**Given instruction:** Repeat the records in full and exactly, omitting pictures.

==============================

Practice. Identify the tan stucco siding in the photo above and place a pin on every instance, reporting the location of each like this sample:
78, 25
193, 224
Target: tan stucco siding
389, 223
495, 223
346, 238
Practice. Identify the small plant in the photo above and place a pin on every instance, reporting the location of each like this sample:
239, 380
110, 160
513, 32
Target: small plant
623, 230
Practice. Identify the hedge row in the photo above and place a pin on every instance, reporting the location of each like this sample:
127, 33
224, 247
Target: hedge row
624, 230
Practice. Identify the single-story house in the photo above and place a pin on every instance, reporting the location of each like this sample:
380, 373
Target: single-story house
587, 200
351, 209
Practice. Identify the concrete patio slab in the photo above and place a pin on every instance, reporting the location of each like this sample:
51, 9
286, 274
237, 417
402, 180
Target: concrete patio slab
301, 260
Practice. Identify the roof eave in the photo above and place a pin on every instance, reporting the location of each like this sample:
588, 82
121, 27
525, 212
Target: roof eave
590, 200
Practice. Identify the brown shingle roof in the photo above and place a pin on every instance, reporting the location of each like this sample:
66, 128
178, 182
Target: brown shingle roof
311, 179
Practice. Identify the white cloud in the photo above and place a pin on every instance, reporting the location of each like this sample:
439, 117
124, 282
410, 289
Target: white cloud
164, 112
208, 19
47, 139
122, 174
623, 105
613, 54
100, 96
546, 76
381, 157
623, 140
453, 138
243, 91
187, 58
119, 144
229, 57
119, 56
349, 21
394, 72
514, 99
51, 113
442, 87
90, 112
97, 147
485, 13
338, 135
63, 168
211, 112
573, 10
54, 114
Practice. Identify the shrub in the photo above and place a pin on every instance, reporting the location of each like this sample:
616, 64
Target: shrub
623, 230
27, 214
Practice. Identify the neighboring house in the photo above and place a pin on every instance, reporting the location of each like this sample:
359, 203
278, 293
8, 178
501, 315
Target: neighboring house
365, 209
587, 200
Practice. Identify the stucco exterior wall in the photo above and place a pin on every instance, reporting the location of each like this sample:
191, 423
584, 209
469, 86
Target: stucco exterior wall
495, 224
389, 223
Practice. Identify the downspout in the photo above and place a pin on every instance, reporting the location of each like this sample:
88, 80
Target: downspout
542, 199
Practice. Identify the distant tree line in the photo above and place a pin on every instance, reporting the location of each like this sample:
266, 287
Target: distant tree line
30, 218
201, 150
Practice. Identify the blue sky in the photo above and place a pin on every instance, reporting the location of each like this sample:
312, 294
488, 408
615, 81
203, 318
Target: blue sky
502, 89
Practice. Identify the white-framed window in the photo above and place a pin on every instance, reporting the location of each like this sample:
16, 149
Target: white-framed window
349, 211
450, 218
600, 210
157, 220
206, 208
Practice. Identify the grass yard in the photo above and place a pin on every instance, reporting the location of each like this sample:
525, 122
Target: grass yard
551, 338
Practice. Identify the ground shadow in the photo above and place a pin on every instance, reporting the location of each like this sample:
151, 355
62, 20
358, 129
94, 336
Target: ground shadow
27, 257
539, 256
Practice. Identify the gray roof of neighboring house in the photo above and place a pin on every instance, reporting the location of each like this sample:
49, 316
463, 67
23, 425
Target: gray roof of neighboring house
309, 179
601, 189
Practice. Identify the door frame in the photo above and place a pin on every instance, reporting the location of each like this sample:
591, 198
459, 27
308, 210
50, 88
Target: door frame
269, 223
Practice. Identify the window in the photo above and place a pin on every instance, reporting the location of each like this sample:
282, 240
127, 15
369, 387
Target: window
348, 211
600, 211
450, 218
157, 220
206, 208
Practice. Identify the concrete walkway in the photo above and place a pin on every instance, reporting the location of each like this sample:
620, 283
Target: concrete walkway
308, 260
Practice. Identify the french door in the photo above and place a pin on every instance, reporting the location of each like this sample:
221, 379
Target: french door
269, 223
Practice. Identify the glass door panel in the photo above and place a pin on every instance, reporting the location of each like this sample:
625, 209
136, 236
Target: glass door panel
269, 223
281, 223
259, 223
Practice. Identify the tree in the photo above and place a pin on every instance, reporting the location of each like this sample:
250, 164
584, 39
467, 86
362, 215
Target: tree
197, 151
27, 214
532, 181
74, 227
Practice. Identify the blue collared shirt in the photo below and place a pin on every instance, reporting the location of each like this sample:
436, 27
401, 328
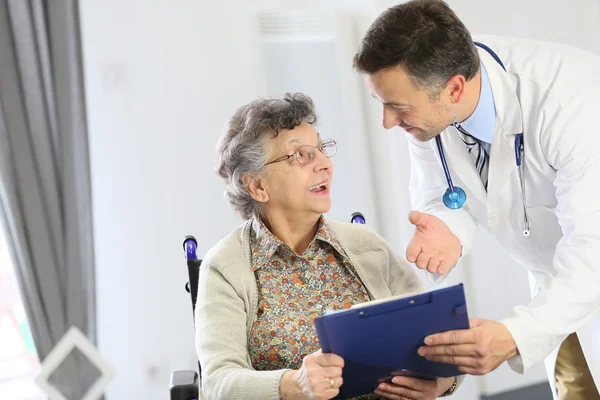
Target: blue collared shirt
481, 123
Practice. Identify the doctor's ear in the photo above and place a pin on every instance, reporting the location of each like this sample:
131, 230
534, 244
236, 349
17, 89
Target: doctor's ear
455, 88
256, 187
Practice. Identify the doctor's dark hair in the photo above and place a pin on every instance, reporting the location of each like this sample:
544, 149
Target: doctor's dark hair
243, 145
426, 37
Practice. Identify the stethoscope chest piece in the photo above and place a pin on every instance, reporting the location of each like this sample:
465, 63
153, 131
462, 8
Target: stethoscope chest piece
454, 199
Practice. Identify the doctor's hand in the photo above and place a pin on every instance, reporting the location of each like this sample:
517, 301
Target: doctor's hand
476, 351
433, 246
404, 387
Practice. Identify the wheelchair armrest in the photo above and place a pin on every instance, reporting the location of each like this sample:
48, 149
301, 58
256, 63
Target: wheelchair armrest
184, 385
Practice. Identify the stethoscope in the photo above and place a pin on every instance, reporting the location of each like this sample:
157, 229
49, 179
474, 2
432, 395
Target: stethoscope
455, 197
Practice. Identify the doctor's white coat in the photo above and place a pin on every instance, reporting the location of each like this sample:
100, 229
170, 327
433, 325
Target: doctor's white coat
550, 93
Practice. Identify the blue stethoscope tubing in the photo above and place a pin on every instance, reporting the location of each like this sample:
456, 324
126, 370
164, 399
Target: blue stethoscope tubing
455, 197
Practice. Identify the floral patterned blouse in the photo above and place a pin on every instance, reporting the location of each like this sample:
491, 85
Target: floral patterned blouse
292, 291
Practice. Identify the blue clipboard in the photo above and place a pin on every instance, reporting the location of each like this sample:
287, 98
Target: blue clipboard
381, 340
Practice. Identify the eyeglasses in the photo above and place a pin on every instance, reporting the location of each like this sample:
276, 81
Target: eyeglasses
306, 154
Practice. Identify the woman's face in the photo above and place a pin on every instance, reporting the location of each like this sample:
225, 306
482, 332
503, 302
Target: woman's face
294, 190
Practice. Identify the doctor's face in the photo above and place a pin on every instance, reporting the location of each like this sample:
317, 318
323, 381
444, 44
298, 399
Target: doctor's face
407, 106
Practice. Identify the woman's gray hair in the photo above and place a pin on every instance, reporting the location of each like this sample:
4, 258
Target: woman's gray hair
243, 145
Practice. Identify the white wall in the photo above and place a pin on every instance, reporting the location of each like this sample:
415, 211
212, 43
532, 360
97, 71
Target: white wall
161, 79
158, 95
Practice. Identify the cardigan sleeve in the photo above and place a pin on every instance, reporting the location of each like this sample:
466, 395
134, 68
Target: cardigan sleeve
221, 339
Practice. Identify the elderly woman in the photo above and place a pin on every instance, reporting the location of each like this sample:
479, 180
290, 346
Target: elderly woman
261, 286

==============================

**Written response:**
Practice. Identify the tan stucco siding in the photo above and place a pin on every instance, reporting the location of each like this sample:
78, 25
193, 224
Target: tan stucco siding
389, 223
495, 223
346, 238
Practice. Identify the small plant in the photo above and place a pin on every instance, reporting the location of each like this sample:
239, 380
110, 160
513, 32
Target: small plant
623, 230
Practice. Identify the hedge row in the photo above and place a pin on every instance, reporting the location of each like this sample:
127, 33
224, 247
Target: hedge row
624, 230
Practice. Identify the single-story house in the photo above and place a pin on every instance, reporting the location of each like this sample:
380, 373
Target: single-story house
587, 200
351, 209
Practice. Identify the concrete patio slab in the photo above and place a pin on every instance, reporting the location of each like this sample:
51, 9
286, 274
237, 417
402, 180
Target: concrete patio slab
301, 260
Practice. Identify the roof eave in the photo above and place a pin on every instance, reporting the location of each like this sample:
588, 82
121, 27
525, 212
Target: roof eave
590, 200
Practice. Identify the brown shingle roof in the photo above and place a pin on every instance, reporting the location of each like this sample:
66, 128
178, 182
Target: brown shingle roof
311, 179
Practice. Identify the white cloud in the photo above and place a pin on every instance, reporting the location of each like this sample:
439, 117
124, 282
410, 289
Target: white cloud
164, 112
208, 19
47, 139
122, 174
623, 105
613, 54
100, 96
546, 76
381, 157
623, 140
453, 138
243, 91
187, 58
119, 144
229, 57
119, 56
349, 21
394, 72
514, 99
51, 113
442, 87
90, 112
97, 147
485, 13
338, 135
63, 168
211, 112
573, 10
54, 114
Practice. Identify the shrub in the photo above and place a pin on every instance, reporting the location of each like this sample:
616, 64
Target: shrub
623, 230
27, 214
Practice. Identify the neighboring house in the photo above and place a pin on every instance, reporting the location of each like this sample:
359, 203
278, 293
8, 178
501, 315
Target: neighboring house
365, 209
587, 200
Practice. Identify the stucco exterior wall in the photo above and place a pin on every instance, reporting the location of each like this sample:
191, 423
584, 209
469, 86
Target: stucco exterior wall
495, 224
389, 223
Practice. Identify the downspout in the photo above and place a pin on every instance, reporting the location of each like this sample:
88, 80
Target: downspout
542, 199
Practice. Identify the distant tree line in the photo above and place a pin on every instance, reporting the location of each like this sample:
266, 287
Target: distant tree line
30, 218
201, 150
Practice. Identify the blue sky in the photo above and place a pin on every instance, reporting the location of each like this sample:
312, 294
488, 408
615, 81
203, 318
Target: blue sky
502, 89
Practice. Identify the white-framed window in the photo above and place a pin on every instance, reporting the location of each like this sample:
16, 149
Target: white-framed window
349, 211
450, 218
600, 210
157, 220
206, 208
Practice. Identify the grass yard in the photo above and place a pin on every instance, reporting the location of each like this sample:
525, 122
Target: grass yard
551, 338
Practice. Identify the ground shadow in the photo above and place a pin on every instance, reporting the location of each like this sample:
151, 355
62, 20
358, 129
94, 336
Target: ground shadow
27, 257
539, 256
Practice. Identify the gray roof of neighboring house in the photo above and place a pin on every instance, reporting the location of each like this sample:
49, 316
463, 67
23, 425
Target: gray roof of neighboring house
309, 179
601, 189
Practice. Identify the door frame in the photo above and place a pin on every instance, reporting the location of each like this sample:
591, 198
459, 27
308, 210
50, 88
Target: door frame
269, 223
Practice. Identify the window in the photo above and place a pin on every instance, reporting the location of each like this sample:
282, 240
127, 15
369, 387
Target: window
348, 211
600, 211
450, 218
157, 220
206, 208
Practice. Identify the concrete walkway in the photo above and place a pin on every instance, reporting the location of each like this sample:
620, 283
Target: concrete walkway
308, 260
Practice. Identify the french door in the photo above and place a pin on every instance, reporting the location of each like this sample:
221, 379
Target: french door
269, 223
Practice. Identify the glass door panel in the photo above and place a pin on every instance, reporting the location of each like this sample:
625, 209
136, 236
Target: glass door panel
269, 223
281, 223
259, 223
Practice. Identify the tree in the photo above and place a pin on every instance, reporting the location of each like this sample:
250, 164
584, 39
467, 86
362, 215
Target: tree
197, 151
27, 214
532, 181
74, 227
Practice. Identify the blue collared shirt in the photo below and place a pin on every instance, reporting the location of each like this sample:
436, 27
401, 328
Target: blue collared shirt
481, 123
Practice. Identify the doctor's ear in the photo above and place a pin on every instance, reporting the location of each like this sample:
131, 230
534, 244
236, 349
17, 89
Target: doctor's ear
455, 88
256, 187
Practice. Identify the doctor's dark hair in the photo above and place a pin on every instance, reporting the location of each like this sample:
544, 149
Target: doctor's dark hair
243, 145
426, 37
Practice. Identify the stethoscope chest piece in the photo above and place a pin on every instance, reporting the location of each like this sample:
465, 63
153, 131
462, 8
Target: stethoscope chest piece
454, 199
Practice. Identify the doctor's hand in the photo above and place a pin on every instance, reporting the location of each like this sample:
517, 301
Target: doctor's hand
476, 351
433, 246
404, 387
Practice. Identify the wheelchair armrest in the photo above and place a pin on every instance, reporting the location of each like this sample:
48, 149
301, 58
256, 63
Target: wheelchair armrest
184, 385
Practice. Identify the stethoscope in the photo above and place a pin on every instance, reporting the location of each like this sample:
157, 229
49, 179
474, 2
432, 395
Target: stethoscope
455, 197
Practice. Identify the doctor's white coat in the photo above and place a pin on every instance, reporting the location of each like this sample:
100, 229
170, 327
433, 325
Target: doctor's white coat
550, 93
Practice. Identify the blue stethoscope tubing in the photo above and place a pin on every instance, reporting the location of each like this sample:
456, 324
126, 370
164, 399
Target: blue stethoscope tubing
455, 197
Practice. Identify the floral patterned blouse in the photo above and place a pin on every instance, reporting the location of each like this sample:
491, 85
Target: floral patterned blouse
292, 291
Practice. Identify the blue clipboard in the photo above and place a pin on every instance, reporting the location of each like this sample:
287, 98
Target: blue clipboard
381, 340
Practice. Identify the eyeglasses in the photo above and place a pin on every instance, reporting the location of each like this sample:
276, 81
Target: eyeglasses
306, 154
Practice. Identify the woman's face in the photo above and place a pin on every instance, reporting the location of each like this sample:
225, 306
482, 332
503, 302
Target: woman's face
294, 190
Practice. Identify the doctor's face in the photo above and place a pin on every instance, reporting the location of each like this sample:
317, 318
323, 381
444, 44
298, 399
Target: doctor's face
407, 106
Practice. Identify the woman's gray hair in the photo above and place a pin on every instance, reporting the location of each like this sample:
4, 258
Target: woman's gray hair
243, 145
Practice. Identify the white wall in the photo above and place a pin on every instance, reporting the location of each like this sample:
415, 211
212, 43
532, 360
97, 71
Target: white wall
161, 79
158, 95
Practice. Identify the cardigan sleeve in the photo above and place a pin on every instance, reporting the location of each like this sample:
466, 395
134, 68
Target: cardigan sleeve
221, 339
Practice. Identify the elderly woman in the photo above and place a pin on every instance, reporting the location of each like this sample:
479, 180
290, 346
Target: elderly woman
261, 286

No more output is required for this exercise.